### Work item
Working down the material below, reproduce exactly every line from the one containing "annotation. Detect teal" to the last line, and only those.

### Available data
-.-.-
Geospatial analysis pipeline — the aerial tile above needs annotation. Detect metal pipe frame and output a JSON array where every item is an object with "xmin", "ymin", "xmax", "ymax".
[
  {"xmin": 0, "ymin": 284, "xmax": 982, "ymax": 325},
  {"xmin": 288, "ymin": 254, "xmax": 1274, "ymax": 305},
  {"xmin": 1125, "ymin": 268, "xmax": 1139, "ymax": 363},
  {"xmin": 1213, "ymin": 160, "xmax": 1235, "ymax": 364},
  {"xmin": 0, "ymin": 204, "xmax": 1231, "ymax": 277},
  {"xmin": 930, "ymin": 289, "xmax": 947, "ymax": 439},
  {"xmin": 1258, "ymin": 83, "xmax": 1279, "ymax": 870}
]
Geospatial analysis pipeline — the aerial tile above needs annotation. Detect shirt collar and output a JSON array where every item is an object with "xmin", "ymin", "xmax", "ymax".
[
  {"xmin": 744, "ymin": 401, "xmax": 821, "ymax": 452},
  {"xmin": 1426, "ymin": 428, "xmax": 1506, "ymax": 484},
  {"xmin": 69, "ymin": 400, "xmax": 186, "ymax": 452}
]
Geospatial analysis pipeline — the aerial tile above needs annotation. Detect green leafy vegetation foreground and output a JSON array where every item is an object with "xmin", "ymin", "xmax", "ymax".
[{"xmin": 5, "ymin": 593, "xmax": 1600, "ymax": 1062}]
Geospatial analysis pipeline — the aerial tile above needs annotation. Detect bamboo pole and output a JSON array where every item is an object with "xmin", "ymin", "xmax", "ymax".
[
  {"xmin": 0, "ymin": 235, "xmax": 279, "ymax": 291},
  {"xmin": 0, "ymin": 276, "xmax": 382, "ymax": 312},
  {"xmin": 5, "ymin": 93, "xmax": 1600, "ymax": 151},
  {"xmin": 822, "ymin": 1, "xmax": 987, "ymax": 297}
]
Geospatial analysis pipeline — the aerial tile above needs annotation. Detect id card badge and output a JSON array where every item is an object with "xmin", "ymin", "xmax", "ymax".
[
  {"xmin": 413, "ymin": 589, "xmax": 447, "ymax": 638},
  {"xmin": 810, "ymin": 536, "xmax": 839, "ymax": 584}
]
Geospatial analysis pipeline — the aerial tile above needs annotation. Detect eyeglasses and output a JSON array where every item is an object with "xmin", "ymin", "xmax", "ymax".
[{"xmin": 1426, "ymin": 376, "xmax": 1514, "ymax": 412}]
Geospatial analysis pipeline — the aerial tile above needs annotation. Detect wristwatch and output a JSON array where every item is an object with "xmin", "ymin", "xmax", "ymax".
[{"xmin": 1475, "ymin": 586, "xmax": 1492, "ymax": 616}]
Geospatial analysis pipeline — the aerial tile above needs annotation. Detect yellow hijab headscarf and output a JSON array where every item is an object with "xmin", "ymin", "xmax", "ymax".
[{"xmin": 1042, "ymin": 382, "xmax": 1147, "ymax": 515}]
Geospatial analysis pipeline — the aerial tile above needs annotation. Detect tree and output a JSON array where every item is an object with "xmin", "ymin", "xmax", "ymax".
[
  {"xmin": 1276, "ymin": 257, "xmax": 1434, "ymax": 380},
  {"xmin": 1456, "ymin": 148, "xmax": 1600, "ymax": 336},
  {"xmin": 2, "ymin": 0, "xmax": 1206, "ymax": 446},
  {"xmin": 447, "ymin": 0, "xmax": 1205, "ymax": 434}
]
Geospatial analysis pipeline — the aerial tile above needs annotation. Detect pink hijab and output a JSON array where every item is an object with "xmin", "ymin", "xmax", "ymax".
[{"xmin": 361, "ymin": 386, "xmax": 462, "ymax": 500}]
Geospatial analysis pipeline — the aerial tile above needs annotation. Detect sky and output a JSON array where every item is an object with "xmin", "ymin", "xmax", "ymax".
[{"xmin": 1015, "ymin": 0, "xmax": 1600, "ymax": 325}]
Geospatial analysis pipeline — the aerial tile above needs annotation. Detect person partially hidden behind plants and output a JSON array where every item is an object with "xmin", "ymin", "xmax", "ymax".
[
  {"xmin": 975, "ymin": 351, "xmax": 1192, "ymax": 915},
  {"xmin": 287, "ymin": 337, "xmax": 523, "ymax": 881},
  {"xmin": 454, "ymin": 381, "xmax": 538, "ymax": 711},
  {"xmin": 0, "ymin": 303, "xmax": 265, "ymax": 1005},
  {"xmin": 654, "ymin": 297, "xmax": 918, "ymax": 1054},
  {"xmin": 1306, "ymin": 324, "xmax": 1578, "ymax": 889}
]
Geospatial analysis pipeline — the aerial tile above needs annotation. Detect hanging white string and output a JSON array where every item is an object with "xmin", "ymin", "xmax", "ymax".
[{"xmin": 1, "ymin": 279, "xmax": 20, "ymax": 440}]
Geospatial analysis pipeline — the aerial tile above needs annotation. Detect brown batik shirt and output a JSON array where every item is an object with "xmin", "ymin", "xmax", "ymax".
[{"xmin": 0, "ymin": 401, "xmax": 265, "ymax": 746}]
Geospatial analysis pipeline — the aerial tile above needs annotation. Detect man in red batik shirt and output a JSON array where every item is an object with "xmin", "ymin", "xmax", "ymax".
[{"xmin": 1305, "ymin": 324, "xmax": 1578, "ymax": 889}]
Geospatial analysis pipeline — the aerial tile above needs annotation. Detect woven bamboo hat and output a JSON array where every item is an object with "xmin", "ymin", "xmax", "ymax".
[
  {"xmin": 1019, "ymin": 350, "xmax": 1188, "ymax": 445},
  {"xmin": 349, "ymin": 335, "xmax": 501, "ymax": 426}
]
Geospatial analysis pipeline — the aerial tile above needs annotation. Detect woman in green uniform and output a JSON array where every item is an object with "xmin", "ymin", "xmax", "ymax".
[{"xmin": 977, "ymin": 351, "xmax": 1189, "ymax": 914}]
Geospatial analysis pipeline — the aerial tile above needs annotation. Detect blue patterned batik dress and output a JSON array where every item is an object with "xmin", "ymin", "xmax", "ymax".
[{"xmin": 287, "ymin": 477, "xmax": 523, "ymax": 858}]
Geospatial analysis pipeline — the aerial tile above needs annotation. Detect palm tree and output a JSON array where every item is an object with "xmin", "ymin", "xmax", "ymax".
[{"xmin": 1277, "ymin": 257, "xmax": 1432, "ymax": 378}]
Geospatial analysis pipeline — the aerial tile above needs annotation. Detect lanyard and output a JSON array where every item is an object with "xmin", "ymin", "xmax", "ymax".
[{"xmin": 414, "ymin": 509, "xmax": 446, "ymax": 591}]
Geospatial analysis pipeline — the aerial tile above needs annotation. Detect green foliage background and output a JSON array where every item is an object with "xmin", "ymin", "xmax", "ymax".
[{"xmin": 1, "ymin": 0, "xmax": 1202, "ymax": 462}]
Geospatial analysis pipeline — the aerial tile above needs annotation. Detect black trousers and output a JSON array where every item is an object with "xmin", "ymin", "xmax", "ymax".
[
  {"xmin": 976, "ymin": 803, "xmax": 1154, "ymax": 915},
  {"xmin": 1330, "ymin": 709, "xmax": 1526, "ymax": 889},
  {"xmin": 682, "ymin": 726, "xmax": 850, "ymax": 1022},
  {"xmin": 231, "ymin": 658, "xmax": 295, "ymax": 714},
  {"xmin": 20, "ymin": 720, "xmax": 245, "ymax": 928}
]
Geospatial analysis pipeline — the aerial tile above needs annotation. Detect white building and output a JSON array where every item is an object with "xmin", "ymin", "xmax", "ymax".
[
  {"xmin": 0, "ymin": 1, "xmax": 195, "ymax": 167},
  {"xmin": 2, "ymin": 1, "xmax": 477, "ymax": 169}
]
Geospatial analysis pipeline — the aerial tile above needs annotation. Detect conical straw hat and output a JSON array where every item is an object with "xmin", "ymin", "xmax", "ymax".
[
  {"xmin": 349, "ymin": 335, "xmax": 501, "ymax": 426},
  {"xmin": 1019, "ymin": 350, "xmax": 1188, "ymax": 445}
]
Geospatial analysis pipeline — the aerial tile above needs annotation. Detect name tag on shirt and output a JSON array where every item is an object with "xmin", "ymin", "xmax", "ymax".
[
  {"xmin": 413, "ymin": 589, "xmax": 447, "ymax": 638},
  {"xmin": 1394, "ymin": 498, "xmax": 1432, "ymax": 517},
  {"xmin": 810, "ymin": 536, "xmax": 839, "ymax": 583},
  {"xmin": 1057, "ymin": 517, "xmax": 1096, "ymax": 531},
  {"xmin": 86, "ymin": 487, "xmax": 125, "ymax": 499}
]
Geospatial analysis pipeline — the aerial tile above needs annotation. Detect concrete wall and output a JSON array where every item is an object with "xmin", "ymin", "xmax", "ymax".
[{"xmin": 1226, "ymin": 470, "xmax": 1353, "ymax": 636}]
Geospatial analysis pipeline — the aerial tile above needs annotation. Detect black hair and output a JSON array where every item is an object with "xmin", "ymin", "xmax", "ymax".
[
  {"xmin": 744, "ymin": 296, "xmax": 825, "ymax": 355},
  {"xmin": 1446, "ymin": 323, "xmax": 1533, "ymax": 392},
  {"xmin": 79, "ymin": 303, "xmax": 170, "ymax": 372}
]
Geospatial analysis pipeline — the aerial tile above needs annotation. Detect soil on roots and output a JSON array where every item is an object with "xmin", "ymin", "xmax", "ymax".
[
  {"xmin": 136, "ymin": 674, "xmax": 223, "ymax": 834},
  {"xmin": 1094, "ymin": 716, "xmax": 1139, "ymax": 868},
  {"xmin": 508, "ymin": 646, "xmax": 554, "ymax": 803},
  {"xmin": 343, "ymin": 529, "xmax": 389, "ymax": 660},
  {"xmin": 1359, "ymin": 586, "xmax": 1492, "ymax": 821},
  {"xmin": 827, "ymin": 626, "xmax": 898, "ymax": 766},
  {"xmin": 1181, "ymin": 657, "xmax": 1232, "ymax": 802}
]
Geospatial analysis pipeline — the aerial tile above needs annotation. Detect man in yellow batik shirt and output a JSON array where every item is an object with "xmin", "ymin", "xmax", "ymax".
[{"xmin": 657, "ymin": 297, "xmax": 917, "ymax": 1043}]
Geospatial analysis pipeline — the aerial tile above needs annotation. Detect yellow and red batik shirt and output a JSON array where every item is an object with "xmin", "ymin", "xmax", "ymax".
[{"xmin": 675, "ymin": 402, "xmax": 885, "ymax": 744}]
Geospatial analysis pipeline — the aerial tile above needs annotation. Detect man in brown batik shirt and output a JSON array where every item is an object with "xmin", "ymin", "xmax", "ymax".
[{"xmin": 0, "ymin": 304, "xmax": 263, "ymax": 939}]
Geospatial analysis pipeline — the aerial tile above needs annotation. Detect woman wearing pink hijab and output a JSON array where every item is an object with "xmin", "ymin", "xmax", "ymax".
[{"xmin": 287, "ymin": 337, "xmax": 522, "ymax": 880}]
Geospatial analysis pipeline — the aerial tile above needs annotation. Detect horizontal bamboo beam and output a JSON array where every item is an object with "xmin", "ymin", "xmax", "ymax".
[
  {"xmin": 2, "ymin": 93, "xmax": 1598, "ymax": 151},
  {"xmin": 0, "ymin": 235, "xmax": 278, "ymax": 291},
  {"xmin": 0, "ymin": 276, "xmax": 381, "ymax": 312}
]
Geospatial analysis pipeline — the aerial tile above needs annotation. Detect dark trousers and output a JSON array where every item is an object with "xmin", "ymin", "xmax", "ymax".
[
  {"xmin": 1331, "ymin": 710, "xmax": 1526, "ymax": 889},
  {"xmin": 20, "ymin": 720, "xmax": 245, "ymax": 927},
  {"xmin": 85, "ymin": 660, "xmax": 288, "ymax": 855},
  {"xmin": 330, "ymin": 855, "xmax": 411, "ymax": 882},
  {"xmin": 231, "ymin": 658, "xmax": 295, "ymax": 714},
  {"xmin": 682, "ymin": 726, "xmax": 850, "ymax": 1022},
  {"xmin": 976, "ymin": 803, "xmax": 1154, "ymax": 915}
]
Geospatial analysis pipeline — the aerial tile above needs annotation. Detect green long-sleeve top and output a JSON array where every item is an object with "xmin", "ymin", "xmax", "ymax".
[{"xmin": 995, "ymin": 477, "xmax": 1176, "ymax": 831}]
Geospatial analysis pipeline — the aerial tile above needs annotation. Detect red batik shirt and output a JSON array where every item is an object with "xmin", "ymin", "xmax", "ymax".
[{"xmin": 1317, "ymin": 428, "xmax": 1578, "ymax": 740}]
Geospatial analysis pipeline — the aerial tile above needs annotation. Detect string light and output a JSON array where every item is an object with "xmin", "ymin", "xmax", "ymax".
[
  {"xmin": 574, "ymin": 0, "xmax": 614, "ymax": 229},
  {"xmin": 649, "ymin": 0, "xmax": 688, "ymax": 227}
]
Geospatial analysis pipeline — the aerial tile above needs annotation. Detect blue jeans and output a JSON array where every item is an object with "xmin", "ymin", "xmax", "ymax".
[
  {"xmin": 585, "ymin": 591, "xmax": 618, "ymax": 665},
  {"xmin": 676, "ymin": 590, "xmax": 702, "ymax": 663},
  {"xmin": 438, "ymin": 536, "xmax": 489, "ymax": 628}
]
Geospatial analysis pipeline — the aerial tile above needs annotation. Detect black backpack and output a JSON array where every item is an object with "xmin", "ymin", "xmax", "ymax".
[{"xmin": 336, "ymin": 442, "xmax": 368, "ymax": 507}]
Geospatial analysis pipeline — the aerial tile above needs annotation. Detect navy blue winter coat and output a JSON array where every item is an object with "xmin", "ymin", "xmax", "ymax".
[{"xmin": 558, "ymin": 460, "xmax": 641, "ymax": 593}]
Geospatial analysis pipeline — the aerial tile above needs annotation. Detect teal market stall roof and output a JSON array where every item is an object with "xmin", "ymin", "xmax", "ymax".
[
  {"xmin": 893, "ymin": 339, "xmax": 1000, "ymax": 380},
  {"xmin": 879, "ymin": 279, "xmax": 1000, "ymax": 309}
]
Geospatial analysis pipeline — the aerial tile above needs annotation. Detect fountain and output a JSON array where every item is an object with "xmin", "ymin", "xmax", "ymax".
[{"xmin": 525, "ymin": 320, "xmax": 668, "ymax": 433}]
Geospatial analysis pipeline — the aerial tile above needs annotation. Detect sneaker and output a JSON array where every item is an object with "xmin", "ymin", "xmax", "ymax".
-.-.-
### Exercise solution
Geospatial analysis pipeline — the aerial tile above needs annotation. Detect teal market stall roof and output a JSON array where every item is an object with "xmin", "ymin", "xmax", "ymax".
[
  {"xmin": 893, "ymin": 339, "xmax": 1000, "ymax": 380},
  {"xmin": 879, "ymin": 279, "xmax": 1000, "ymax": 309}
]
Geospatial analysis pipeline — the aerial tile above needs annotation. Detect fountain and output a JSON array where every item is an object with "xmin", "ymin", "xmax", "ymax".
[{"xmin": 525, "ymin": 320, "xmax": 668, "ymax": 433}]
Geospatial analysis pipeline — the aerial tile above needs annotation. Detect sneaker and output a JSON array where every item is an object with "xmin", "ymin", "xmax", "ymax".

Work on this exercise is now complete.